──────── ENTRÉES D'ORIGINE

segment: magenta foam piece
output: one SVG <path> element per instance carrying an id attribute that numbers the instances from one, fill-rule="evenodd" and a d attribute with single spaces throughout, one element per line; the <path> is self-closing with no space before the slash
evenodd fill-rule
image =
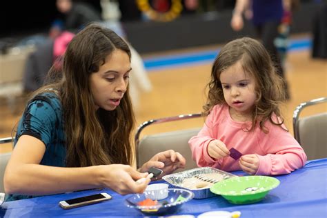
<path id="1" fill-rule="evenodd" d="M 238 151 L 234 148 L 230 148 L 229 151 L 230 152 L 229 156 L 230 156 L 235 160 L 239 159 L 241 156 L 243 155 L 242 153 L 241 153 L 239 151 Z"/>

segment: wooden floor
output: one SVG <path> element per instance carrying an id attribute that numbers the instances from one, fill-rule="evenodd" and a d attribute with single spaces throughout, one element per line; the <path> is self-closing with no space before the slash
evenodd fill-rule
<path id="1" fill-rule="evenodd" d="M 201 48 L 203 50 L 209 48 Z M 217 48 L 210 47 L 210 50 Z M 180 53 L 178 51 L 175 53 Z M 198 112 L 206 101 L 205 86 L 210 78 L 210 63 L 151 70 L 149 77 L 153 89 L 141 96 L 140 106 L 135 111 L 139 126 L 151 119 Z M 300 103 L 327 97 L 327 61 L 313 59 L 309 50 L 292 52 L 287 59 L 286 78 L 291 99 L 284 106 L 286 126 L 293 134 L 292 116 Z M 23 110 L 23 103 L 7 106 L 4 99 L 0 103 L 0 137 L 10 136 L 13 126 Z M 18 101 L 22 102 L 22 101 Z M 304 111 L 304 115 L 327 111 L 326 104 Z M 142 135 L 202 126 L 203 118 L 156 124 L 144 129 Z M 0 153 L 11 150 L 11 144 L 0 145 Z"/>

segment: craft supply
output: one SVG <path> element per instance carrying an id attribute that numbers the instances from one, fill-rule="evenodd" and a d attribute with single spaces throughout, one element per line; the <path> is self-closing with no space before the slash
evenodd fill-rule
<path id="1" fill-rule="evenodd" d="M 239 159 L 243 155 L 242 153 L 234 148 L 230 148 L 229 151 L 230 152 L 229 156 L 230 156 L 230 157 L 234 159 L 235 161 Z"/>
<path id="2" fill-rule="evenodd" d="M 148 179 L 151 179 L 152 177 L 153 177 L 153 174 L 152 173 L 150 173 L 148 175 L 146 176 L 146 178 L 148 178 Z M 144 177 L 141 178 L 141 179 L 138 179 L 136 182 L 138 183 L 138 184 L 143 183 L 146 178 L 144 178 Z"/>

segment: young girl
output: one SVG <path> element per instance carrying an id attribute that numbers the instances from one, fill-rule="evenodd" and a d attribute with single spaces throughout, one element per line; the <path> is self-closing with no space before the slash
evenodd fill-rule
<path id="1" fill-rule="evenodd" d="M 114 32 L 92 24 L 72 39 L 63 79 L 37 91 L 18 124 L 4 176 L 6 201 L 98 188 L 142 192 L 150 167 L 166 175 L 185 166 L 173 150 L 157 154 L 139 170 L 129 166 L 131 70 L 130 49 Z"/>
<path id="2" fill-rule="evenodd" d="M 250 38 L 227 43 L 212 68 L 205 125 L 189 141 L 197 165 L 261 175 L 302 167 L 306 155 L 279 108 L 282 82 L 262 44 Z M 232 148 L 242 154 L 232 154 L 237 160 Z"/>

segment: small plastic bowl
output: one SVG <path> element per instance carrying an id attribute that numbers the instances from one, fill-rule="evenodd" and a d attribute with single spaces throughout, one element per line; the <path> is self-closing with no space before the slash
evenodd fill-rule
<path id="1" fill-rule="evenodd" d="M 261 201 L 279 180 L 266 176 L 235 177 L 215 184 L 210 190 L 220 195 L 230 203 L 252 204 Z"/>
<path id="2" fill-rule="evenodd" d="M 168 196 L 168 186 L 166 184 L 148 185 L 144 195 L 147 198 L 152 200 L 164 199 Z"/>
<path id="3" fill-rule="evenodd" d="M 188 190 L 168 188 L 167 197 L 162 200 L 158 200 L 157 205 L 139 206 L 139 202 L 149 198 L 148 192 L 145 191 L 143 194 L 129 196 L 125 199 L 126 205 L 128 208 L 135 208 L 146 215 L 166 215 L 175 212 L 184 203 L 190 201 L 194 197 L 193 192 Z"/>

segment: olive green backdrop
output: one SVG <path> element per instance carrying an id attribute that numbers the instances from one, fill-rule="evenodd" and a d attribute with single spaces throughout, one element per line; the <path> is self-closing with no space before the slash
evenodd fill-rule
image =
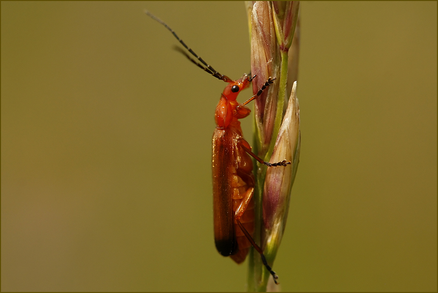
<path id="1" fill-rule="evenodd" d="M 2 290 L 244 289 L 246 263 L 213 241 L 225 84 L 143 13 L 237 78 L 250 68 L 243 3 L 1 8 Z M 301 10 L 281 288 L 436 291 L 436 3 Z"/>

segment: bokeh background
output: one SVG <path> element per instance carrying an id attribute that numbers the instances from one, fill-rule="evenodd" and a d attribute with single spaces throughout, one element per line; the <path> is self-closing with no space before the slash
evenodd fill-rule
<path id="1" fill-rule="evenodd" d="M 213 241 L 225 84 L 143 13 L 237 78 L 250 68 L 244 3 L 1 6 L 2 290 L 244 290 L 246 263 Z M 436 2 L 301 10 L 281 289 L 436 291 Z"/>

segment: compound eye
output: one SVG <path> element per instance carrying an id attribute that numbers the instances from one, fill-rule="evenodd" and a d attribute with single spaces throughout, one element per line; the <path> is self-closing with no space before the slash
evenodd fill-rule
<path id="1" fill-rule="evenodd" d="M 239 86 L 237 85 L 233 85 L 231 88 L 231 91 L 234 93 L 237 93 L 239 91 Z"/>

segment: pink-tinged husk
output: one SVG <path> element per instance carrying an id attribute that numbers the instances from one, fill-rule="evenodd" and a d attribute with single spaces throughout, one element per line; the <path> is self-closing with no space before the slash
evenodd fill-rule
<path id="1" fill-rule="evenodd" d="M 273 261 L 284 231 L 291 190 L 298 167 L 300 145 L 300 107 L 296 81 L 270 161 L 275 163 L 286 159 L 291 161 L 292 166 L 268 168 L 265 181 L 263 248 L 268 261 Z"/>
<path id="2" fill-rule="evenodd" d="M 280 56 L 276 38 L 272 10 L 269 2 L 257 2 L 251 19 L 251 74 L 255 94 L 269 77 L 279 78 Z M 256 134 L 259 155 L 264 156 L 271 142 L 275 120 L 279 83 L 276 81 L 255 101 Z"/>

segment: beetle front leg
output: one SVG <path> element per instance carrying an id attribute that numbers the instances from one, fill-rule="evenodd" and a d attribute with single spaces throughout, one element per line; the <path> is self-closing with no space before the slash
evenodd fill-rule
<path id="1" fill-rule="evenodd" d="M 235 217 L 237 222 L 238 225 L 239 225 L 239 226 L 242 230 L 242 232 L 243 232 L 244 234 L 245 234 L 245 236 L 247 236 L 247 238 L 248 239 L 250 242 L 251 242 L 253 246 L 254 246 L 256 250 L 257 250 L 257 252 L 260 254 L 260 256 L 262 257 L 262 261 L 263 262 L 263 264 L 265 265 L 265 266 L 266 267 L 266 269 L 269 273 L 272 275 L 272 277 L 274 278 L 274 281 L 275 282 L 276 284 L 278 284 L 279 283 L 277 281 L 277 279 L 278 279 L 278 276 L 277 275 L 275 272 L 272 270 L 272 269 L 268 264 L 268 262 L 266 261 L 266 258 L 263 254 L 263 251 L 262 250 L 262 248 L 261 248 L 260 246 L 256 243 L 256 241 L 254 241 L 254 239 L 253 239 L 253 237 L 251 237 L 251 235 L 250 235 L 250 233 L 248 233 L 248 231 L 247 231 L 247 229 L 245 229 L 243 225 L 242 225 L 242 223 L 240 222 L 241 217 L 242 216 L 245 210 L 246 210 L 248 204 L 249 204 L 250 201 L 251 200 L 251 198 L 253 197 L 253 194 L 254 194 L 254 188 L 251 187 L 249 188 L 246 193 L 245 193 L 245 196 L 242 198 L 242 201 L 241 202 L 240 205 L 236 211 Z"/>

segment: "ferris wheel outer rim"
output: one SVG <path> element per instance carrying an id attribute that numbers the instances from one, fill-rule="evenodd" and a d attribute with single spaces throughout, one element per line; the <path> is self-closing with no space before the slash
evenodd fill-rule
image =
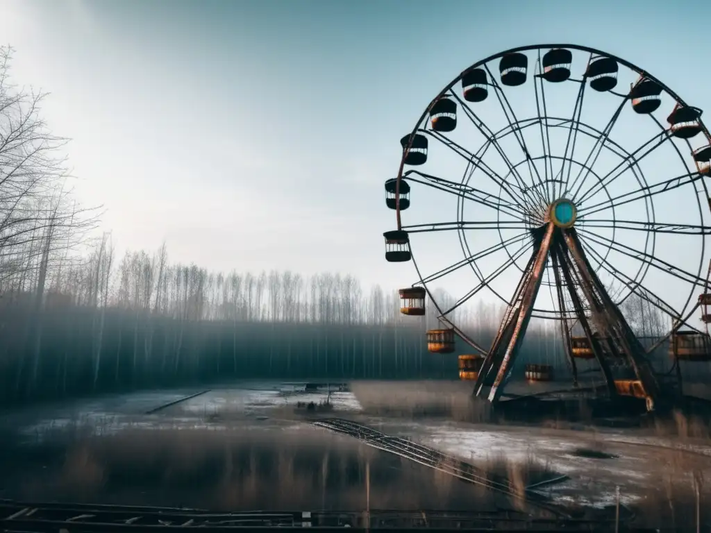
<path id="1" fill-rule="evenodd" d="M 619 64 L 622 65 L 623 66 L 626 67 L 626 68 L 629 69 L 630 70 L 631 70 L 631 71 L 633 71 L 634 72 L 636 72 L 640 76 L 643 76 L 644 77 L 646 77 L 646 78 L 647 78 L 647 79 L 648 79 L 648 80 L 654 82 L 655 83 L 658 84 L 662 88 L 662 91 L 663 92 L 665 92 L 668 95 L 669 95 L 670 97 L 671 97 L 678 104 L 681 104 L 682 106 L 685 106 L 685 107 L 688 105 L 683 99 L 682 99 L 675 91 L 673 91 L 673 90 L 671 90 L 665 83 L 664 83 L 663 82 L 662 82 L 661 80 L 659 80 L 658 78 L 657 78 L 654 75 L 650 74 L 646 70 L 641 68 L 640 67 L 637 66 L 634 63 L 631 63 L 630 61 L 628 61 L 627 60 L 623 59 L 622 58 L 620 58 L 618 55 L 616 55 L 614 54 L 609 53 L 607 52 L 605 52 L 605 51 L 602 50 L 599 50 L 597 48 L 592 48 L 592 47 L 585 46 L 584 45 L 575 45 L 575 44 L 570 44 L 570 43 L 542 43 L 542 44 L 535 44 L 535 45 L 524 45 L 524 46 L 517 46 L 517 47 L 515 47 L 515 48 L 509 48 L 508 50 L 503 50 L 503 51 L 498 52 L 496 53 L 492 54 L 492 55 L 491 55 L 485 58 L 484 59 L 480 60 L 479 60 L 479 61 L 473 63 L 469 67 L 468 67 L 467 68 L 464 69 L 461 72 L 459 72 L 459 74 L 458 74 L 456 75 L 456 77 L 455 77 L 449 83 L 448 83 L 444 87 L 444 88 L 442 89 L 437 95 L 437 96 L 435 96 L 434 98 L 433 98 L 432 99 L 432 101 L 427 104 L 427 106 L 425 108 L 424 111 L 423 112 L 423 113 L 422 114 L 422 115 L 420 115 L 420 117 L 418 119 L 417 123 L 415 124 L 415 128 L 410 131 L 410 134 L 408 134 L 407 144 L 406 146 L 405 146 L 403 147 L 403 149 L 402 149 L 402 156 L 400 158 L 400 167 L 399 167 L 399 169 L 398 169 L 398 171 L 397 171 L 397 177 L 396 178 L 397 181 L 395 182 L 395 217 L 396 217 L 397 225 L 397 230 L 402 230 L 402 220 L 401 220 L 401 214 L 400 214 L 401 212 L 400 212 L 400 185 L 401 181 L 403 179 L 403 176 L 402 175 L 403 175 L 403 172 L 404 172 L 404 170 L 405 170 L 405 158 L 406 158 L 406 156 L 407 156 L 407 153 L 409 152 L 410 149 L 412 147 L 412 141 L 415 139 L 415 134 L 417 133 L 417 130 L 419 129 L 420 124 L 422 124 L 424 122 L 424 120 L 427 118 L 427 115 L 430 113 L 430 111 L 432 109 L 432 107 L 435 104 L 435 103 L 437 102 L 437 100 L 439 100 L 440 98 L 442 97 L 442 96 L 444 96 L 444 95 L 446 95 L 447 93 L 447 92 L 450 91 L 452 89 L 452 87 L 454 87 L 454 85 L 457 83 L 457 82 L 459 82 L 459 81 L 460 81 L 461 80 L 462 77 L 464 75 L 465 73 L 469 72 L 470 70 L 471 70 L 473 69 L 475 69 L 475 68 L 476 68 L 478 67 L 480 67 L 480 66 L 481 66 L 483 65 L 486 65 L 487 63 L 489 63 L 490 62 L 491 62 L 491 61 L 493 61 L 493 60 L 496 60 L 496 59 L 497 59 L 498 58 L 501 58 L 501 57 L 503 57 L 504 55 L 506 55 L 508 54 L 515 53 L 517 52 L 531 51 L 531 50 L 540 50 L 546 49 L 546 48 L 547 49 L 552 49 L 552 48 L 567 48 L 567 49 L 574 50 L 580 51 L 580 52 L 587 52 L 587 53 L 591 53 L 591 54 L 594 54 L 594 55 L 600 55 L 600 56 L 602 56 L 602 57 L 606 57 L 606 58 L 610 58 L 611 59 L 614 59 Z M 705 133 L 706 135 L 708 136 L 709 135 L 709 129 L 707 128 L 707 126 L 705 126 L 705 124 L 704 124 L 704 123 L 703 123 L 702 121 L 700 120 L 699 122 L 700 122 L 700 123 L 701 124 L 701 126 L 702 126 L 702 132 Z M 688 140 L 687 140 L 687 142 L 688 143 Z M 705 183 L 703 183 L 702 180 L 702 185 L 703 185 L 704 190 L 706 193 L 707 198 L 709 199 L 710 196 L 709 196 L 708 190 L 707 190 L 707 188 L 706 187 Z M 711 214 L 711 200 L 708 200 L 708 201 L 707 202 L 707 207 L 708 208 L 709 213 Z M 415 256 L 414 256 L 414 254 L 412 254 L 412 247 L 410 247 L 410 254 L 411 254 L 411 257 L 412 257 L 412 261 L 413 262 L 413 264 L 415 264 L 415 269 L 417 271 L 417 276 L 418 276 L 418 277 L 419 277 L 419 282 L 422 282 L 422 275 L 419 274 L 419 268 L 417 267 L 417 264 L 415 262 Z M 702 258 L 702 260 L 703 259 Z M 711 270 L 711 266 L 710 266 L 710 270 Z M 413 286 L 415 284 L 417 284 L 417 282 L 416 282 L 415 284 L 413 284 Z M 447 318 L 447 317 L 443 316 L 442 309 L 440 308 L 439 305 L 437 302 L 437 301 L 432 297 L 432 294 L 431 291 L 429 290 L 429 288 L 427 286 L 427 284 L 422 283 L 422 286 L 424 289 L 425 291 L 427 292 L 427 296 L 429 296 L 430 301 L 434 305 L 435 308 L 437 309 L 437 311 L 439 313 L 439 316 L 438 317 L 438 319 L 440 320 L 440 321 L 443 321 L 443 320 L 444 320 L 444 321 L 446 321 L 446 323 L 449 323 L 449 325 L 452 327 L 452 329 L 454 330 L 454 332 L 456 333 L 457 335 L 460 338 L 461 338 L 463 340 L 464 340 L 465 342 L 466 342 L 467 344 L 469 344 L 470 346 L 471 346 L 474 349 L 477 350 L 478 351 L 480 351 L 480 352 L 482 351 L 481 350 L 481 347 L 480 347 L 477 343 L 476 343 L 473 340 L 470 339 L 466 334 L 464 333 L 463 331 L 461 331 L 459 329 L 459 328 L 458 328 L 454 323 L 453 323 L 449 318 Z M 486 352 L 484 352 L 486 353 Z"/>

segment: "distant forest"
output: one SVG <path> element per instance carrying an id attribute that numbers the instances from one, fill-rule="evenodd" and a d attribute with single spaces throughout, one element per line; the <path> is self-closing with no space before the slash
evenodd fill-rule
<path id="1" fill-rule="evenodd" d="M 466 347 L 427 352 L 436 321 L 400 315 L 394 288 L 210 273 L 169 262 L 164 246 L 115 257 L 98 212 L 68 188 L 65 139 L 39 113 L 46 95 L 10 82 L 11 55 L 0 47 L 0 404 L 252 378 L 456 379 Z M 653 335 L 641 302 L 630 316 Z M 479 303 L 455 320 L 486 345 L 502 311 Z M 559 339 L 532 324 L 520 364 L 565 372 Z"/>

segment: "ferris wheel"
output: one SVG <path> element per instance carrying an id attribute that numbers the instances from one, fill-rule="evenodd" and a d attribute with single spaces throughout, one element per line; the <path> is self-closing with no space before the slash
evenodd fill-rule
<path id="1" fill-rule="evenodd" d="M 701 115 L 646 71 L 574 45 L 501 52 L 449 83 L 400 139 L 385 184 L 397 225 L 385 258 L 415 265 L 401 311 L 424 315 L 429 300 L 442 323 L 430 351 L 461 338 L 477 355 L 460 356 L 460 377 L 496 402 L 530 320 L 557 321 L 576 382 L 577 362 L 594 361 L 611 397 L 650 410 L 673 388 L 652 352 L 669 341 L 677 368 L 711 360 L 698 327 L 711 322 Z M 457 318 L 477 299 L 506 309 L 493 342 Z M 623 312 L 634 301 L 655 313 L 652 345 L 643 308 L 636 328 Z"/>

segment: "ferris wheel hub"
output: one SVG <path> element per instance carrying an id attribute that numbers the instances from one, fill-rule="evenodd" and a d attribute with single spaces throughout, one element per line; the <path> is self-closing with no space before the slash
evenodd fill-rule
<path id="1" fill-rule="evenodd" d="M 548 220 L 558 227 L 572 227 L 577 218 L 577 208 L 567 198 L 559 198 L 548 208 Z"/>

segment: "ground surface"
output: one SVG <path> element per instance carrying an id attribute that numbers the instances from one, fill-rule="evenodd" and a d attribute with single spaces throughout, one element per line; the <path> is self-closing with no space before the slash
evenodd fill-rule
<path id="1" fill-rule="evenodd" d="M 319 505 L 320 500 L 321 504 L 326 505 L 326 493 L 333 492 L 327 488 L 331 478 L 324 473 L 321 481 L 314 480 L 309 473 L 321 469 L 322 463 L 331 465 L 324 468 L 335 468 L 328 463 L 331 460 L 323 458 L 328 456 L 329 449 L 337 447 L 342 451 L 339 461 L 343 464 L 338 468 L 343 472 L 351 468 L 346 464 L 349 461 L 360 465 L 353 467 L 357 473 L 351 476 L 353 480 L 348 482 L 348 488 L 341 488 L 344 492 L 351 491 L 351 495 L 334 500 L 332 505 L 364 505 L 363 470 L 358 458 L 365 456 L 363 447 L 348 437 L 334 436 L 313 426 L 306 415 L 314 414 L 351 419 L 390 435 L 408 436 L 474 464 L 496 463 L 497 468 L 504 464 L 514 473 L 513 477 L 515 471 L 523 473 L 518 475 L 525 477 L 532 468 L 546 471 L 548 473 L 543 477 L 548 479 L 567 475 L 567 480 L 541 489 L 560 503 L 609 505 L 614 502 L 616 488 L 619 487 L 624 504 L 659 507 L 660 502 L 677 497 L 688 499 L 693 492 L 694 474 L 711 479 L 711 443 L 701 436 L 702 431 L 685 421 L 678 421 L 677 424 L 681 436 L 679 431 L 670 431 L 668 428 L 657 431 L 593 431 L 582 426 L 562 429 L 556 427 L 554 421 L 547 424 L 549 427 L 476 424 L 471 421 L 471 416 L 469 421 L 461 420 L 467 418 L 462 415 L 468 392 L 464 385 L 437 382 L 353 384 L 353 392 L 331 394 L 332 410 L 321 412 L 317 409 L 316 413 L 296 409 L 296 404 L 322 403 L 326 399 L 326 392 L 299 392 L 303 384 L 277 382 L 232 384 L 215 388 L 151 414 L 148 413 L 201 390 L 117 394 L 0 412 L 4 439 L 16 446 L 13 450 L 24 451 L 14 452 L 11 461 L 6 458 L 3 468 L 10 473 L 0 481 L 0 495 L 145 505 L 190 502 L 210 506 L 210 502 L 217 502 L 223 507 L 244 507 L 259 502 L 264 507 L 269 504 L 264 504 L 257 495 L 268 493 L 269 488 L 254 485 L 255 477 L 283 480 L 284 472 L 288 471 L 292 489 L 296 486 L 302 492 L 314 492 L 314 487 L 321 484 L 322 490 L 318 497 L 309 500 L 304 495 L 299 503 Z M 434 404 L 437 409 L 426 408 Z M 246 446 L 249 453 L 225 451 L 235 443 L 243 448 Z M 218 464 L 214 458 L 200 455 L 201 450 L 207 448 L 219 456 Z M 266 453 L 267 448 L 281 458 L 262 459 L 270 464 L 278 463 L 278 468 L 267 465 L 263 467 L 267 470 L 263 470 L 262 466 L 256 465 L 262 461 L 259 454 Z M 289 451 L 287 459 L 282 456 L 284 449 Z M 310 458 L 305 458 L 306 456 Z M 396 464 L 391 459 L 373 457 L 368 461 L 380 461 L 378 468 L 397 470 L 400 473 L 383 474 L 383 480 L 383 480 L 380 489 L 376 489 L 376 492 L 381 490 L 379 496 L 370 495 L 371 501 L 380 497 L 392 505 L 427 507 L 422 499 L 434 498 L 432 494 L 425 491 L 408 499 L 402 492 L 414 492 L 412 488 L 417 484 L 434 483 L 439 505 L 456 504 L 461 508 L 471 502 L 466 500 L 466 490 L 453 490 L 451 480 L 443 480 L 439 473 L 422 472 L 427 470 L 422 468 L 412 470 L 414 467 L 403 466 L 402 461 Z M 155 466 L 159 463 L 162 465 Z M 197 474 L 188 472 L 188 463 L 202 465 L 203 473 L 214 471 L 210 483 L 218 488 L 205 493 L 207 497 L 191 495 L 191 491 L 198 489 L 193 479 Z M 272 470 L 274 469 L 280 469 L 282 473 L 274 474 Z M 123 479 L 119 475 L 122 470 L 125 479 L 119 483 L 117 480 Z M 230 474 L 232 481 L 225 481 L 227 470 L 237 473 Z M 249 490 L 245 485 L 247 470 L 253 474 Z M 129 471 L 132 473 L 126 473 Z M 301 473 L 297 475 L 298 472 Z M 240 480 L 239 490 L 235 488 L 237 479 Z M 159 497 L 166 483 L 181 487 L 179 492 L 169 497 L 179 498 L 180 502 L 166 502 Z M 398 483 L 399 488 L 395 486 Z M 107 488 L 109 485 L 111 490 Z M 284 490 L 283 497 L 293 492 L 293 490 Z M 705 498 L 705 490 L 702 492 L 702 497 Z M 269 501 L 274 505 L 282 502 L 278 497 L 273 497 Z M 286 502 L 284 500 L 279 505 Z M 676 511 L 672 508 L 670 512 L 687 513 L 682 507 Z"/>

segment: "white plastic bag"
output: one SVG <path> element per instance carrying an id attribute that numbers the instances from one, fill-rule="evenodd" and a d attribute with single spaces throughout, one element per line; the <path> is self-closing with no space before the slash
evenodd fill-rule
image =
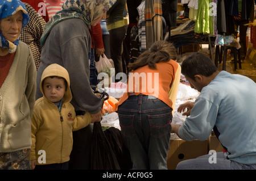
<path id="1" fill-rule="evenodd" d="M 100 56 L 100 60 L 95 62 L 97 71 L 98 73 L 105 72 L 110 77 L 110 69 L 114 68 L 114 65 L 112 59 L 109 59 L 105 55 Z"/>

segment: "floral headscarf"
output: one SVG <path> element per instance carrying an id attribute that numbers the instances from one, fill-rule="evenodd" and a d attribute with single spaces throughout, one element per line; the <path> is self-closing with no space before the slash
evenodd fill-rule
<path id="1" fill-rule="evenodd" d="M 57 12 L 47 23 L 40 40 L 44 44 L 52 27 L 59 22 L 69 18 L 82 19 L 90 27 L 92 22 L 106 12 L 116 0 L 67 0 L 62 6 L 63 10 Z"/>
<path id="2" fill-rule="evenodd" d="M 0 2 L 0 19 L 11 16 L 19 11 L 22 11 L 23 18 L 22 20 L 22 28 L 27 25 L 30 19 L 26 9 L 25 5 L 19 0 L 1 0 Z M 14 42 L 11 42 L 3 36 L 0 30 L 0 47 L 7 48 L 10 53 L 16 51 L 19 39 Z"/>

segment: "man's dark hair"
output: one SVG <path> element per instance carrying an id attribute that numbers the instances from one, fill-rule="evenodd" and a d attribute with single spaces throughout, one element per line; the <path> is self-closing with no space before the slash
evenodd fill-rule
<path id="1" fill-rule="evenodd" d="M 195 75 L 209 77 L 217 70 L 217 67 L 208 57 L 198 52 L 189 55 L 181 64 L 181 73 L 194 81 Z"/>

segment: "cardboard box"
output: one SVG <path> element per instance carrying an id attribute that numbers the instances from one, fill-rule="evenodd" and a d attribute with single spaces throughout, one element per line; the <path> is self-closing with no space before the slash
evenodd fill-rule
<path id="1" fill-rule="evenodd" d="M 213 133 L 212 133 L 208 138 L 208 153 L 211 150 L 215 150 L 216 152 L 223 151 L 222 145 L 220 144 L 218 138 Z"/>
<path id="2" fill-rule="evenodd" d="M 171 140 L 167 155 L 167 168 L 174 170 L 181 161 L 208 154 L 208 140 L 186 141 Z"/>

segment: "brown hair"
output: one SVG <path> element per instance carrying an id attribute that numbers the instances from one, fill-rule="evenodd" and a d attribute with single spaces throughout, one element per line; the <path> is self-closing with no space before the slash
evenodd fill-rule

────────────────

Recopie la partie qui s'ouvre sur la ligne contenant « segment: craft supply » et se ferme sur celle contenant « 239 159 L 243 », en substituant « hobby material » à « craft supply ». Tout le reste doit demeurer tel quel.

segment: hobby material
output: one SVG <path> element per instance carrying an id attribute that numbers the instances from one, fill-rule="evenodd" and a d attribute with single spaces throughout, one element per line; the <path> is self-closing with no space before the slash
evenodd fill-rule
<path id="1" fill-rule="evenodd" d="M 239 159 L 243 155 L 242 153 L 234 148 L 230 148 L 229 151 L 230 152 L 229 156 L 230 156 L 230 157 L 234 159 L 235 161 Z"/>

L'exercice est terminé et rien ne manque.